- _Document segment_
↓↓↓

[SPARK-53638][SS][PYTHON] Limit the byte size of arrow batch for TWS to avoid OOM #52391

zeruibao · 2025-09-18T17:55:26Z

What changes were proposed in this pull request?

Limit the byte size of Arrow batch for TWS to avoid OOM.

Why are the changes needed?

On the Python worker side, when using the Pandas execution path, Arrow batches must be converted into Pandas DataFrames in memory. If an Arrow batch is too large, this conversion can lead to OOM errors in the Python worker. To mitigate this risk, we need to enforce a limit on the byte size of each Arrow batch. Similarly, processing the Pandas DataFrame inside handleInputRows also occurs entirely in memory, so applying a size limit to the DataFrame itself further helps prevent OOM issues.

Does this PR introduce any user-facing change?

No

How was this patch tested?

UT

Was this patch authored or co-authored using generative AI tooling?

No

HeartSaVioR

@zeruibao
The code change looks good to me. Thanks! Let's hear how PySpark folks think about additional limiting size of Pandas DataFrame creation on top of limiting size of Arrow RecordBatch.

cc. @HyukjinKwon @zhengruifeng PTAL. Thanks in advance!

...ala/org/apache/spark/sql/execution/python/streaming/ApplyInPandasWithStatePythonRunner.scala

HeartSaVioR · 2025-09-24T06:19:10Z

python/pyspark/sql/pandas/serializers.py

            for batch_key, group_rows in groupby(row_stream(), key=lambda x: x[0]):
-                df = pd.DataFrame([row for _, row in group_rows])

↑↑↑

- _Directives_
1. Repeat word for word the part of the pull request that begins at the words "[SPARK-53638][SS][PYTHON] Limit the" and stops after the words "to avoid OOM.".
2. Condense the paragraph of the pull request that begins "On the Python worker side" into a short bulleted list that keeps its main facts.
3. Pick up the pull request from the point where it stops, and extend it in the same style.

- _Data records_
↓↓↓

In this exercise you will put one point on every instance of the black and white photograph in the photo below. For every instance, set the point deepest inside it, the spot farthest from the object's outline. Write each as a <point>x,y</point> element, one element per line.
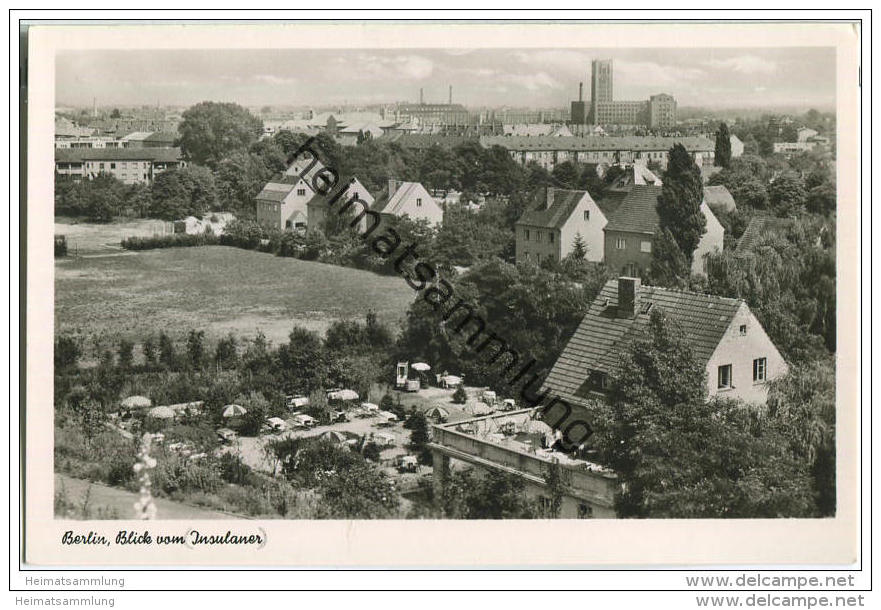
<point>460,282</point>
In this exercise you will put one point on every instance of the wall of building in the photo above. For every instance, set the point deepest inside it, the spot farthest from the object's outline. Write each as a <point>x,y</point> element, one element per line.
<point>537,246</point>
<point>632,254</point>
<point>429,210</point>
<point>268,214</point>
<point>739,350</point>
<point>591,230</point>
<point>583,486</point>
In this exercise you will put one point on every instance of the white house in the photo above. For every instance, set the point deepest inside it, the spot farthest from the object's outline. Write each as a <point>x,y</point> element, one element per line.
<point>408,199</point>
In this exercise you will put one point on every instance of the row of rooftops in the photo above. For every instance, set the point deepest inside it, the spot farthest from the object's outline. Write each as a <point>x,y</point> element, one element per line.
<point>633,209</point>
<point>80,155</point>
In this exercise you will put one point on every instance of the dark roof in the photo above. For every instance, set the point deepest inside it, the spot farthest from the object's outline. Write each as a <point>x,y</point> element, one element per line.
<point>427,140</point>
<point>611,143</point>
<point>554,217</point>
<point>78,155</point>
<point>758,226</point>
<point>637,212</point>
<point>161,136</point>
<point>719,196</point>
<point>602,337</point>
<point>268,194</point>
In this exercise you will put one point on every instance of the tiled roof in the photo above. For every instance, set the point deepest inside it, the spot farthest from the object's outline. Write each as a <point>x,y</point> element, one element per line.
<point>758,226</point>
<point>391,205</point>
<point>637,212</point>
<point>78,155</point>
<point>612,143</point>
<point>554,217</point>
<point>719,196</point>
<point>602,337</point>
<point>275,192</point>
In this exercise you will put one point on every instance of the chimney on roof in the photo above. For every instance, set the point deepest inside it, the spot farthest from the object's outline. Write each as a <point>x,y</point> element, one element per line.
<point>628,297</point>
<point>549,197</point>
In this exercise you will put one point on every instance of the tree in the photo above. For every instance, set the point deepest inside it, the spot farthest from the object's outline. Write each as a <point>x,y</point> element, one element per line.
<point>579,249</point>
<point>669,267</point>
<point>185,191</point>
<point>226,355</point>
<point>787,193</point>
<point>495,495</point>
<point>101,197</point>
<point>167,355</point>
<point>723,147</point>
<point>196,348</point>
<point>680,455</point>
<point>125,353</point>
<point>211,131</point>
<point>460,396</point>
<point>67,352</point>
<point>680,201</point>
<point>802,403</point>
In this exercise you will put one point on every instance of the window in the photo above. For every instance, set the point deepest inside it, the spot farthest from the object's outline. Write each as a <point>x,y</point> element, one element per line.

↑↑↑

- _Answers in order_
1.
[SPARK-53638][SS][PYTHON] Limit the byte size of arrow batch for TWS to avoid OOM #52391

zeruibao · 2025-09-18T17:55:26Z

What changes were proposed in this pull request?

Limit the byte size of Arrow batch for TWS to avoid OOM.

2.
- With the Pandas execution path, the Python worker converts Arrow batches into Pandas DataFrames in memory.
- A batch that is too large can cause OOM errors during this conversion.
- A byte-size limit on each Arrow batch reduces that risk.
- Processing the Pandas DataFrame inside handleInputRows also happens entirely in memory, so a size limit on the DataFrame itself further helps prevent OOM issues.

3.
-                yield (batch_key, df)
+                rows = []


@HyukjinKwon @zhengruifeng
What do you think about the code? We limit the size of Arrow RecordBatch in task thread when sending to Python worker, and @zeruibao added this to re-align the size for Pandas DataFrame. Did we do this in other UDF? Is it beneficial or probably over-thinking?

Did we do this in other UDF?

I don't think so

Is it beneficial or probably over-thinking?

I remember @HyukjinKwon discussed it before, it should be beneficial if the size is properly estimated

zhengruifeng · 2025-09-25T06:21:04Z

python/pyspark/sql/pandas/serializers.py

+                    # Short circuit batch size calculation if the batch size is
+                    # unlimited as computing batch size is computationally expensive.
+                    if self.arrow_max_bytes_per_batch != 2**31 - 1:
+                        accumulate_size += sum(sys.getsizeof(x) for x in row)


TBH, I am not sure about the way to compute the batch size in the python side.

cc @HyukjinKwon @viirya

Hmm, is sys.getsizeof accurate for nested type columns?

Btw, the rows are not arrow batches anymore here, right? Using the arrow_max_bytes_per_batch config might be misleading.

Yeah, I agree sys.getsizeof is not accurate for nested type columns. Let me try other way out.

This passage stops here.